READING PASSAGE:
======

Jimmy Carter promised, during the 1976 campaign, to pardon Vietnam War resisters who fled to Canada, and he kept that promise as soon as he took office, but he otherwise issued few high-profile pardons. The same went for Ronald Reagan, but not for George H.W. Bush, who pardoned officials convicted in the Iran-contra affair because he held a grudge against their prosecutor, Lawrence E. Walsh, whom Bush believed had undermined his re-election bid in 1992. Bill Clinton led a more chaotic White House than most, especially in the last days of his presidency, and that led to a hasty and unwise pardon of Marc Rich, a billionaire financier who had fled to Switzerland rather than face racketeering charges in New York. (The pardon drew near-universal condemnation and led to a congressional investigation of Clinton.)

After that, George W. Bush mostly stayed out of the clemency business. He even poisoned his relationship with his vice president, Dick Cheney, when he agreed only to a commutation, but not a pardon, for Cheney’s aide Scooter Libby, who had been convicted of obstructing an F.B.I. investigation of a press leak. (Trump later pardoned Libby.) Bush was so offended by the lobbying for last-minute pardons as he prepared to leave office that when he accompanied his successor, Barack Obama, in the limousine ride to the Capitol for his inauguration, he offered one piece of advice: Announce a pardon policy early in your term, and stick with it.

Obama granted few pardons until his second term, when his administration started what it called the Clemency Project, in which volunteer lawyers helped federal prisoners, mostly low-level drug offenders, apply for pardons and commutations. This orderly and open process resulted in roughly 2,000 acts of clemency. Unique among recent presidents, Obama never used his pardon power to help friends or allies.

Joe Biden also granted clemency to a substantial number of low-level offenders, but he marred the final days of his term with pardons that reflected his fears of retribution from Trump’s Justice Department. He pardoned his son, Hunter, who had been convicted of a gun offense in their home state of Delaware and pleaded guilty to tax crimes in California, and on his last day in office, he issued pre-emptive pardons to five other relatives, who had not been charged with anything.

======

SUPPLIED DATA:

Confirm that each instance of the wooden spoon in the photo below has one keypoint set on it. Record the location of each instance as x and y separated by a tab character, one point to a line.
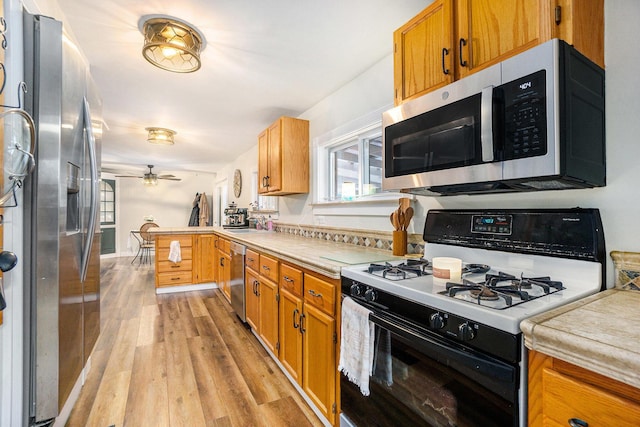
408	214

======

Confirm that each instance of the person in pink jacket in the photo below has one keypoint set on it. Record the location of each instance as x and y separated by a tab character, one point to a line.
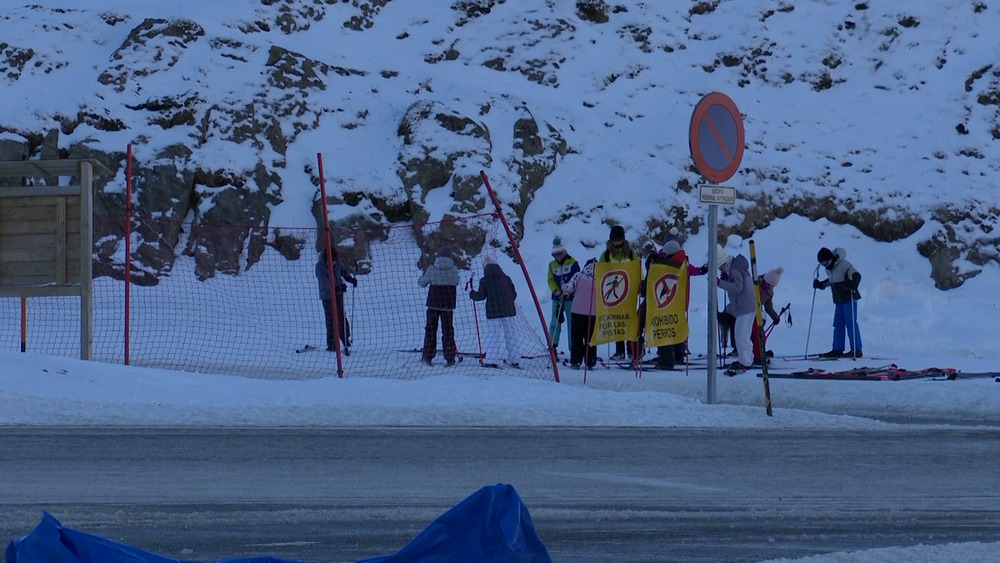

======

In the reading passage on presidential pardons, what advice did George W. Bush give Barack Obama during the limousine ride to the Capitol?

ANSWER TO THIS PROBLEM: Announce a pardon policy early in your term, and stick with it.